The Enneagram from a Systems Perspective
copyright by Susan Rhodes, rev. July. 2006,
Many people who work with the enneagram see it as a system for describing nine basic personality types. Each of the nine points around the edge of the circle is said to represent a constellation of personality traits whose origin lies in a core motivation that’s unique for each of the nine types.
Personality describes the workings of the psyche at the level of the human ego. At the ego-personality level, conscious awareness is powerfully influenced by the limitations of the physical body, because the body is capable of assimilating a very limited quantity of information at one time. As a result, we need a mechanism for filtering out unwanted information, so that the cognitive-perceptual system doesn’t become overloaded.
The general nature of the cognitive-perceptual apparatus that performs this filtering is familiar to cognitive psychologists. What is not known, however, is how this filtering process is affected by individual differences. We know that different people tend to see the same event in different ways, but we haven’t known why. The enneagram can help account for those differences because of its focus on basic motivation. It’s likely that what we notice depends very much on our motivation, that it’s our motivation that informs the filtering mechanism.
Working with the enneagram, it’s possible to predict not just the general workings of perception, but to predict differences in perception—in how people see the world—based on personality type. This has many practical applications. It can help managers understand the group dynamics of project teams, counselors to understand the motives of clients, and ordinary people to get along better with friends and family members.
However, the enneagram is more than just a tool for personality assessment. It has much broader applications—applications so broad (and deep) that it’s hard to express them in words. George Gurdjieff spoke of the enneagram as a symbol that reveals “the law of the unity of the many.” As paraphrased in Ouspensky’s In Search of the Miraculous, Gurdjieff took the position that that all knowledge can be described by the enneagram—that the symbol itself conveys this knowledge to anyone who has the ability to grasp what is there.
Gurdjieff’s teachings are arcane and hard to follow, but his description of the enneagram as a symbol that reveals the law of the unity of the many clearly shows its systems orientation. It can be used to describe the nature of everything as a whole, the nature of the elements that comprise the whole, and the relationship between the parts and the whole.
The enneagram is not just an idea, but also a geometric figure (see figure). When we use the enneagram to describe the human psyche, it can show three main things: (a) the psyche as a whole (represented by the circle), (b) the nine key energy centers within the psyche (represented the nine points), and (c) the relationship between the nine energy centers and the psyche as a whole (represented by the lines of flow inside the circle).
The personality self sees the world through the lens of only one of these energy centers, and therefore has only a partial view of things as they really are. There’s nothing wrong with this; in fact, it’s unavoidable on a certain level. What’s important to realize is that the personality self is only part of the human psyche—the part designed to function in ordinary life. Psyche-as-personality is not the same thing as psyche-as-soul, and psyche-as-soul is not the same thing as psyche-as-spirit. If we think that personality as “who we are,” then we’re likely to fall into the trap of trying to reform the personality—of trying to literally remake it into something bigger or better than it is. And this is an impossible task.

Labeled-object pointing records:

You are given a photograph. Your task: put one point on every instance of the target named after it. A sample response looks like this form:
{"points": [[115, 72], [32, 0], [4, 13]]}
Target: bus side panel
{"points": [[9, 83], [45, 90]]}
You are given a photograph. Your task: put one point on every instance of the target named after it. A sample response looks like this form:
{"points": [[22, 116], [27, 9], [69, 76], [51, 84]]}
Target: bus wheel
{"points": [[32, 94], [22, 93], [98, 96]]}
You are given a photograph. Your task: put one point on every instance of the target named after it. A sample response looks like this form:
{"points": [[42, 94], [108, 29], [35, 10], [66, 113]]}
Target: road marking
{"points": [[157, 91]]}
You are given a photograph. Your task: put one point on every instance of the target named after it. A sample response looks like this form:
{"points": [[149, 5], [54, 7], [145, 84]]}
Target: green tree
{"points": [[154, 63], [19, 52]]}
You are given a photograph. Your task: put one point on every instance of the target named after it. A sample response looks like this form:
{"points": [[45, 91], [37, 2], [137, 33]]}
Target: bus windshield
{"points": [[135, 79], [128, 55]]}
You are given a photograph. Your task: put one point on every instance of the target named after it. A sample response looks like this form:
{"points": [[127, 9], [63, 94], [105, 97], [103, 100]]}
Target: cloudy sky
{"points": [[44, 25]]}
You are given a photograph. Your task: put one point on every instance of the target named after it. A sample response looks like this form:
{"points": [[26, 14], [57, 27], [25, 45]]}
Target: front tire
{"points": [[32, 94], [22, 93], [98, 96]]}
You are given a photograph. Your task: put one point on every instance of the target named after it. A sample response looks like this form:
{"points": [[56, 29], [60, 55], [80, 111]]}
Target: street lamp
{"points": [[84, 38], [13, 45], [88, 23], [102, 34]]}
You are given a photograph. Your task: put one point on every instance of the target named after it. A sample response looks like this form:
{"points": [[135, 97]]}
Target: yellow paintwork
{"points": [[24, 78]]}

§ TASK LIST
[a] In the enneagram essay, what does the circle represent when the figure is used to describe the human psyche?
[b] Do these statements agree with the enneagram essay? (i) Gurdjieff's teachings are easy to follow. (ii) The body can take in only a very limited quantity of information at one time. (iii) Psyche-as-personality is the same thing as psyche-as-soul.
[c] Reproduce the passage of the enneagram essay starting at "However, the enneagram" and ending at "what is there.".

§ SOLUTIONS BY TASK
[a] The psyche as a whole.

[b]
(i) No: "Gurdjieff’s teachings are arcane and hard to follow"
(ii) Yes: "the body is capable of assimilating a very limited quantity of information at one time"
(iii) No: "Psyche-as-personality is not the same thing as psyche-as-soul"

[c]
However, the enneagram is more than just a tool for personality assessment. It has much broader applications—applications so broad (and deep) that it’s hard to express them in words. George Gurdjieff spoke of the enneagram as a symbol that reveals “the law of the unity of the many.” As paraphrased in Ouspensky’s In Search of the Miraculous, Gurdjieff took the position that that all knowledge can be described by the enneagram—that the symbol itself conveys this knowledge to anyone who has the ability to grasp what is there.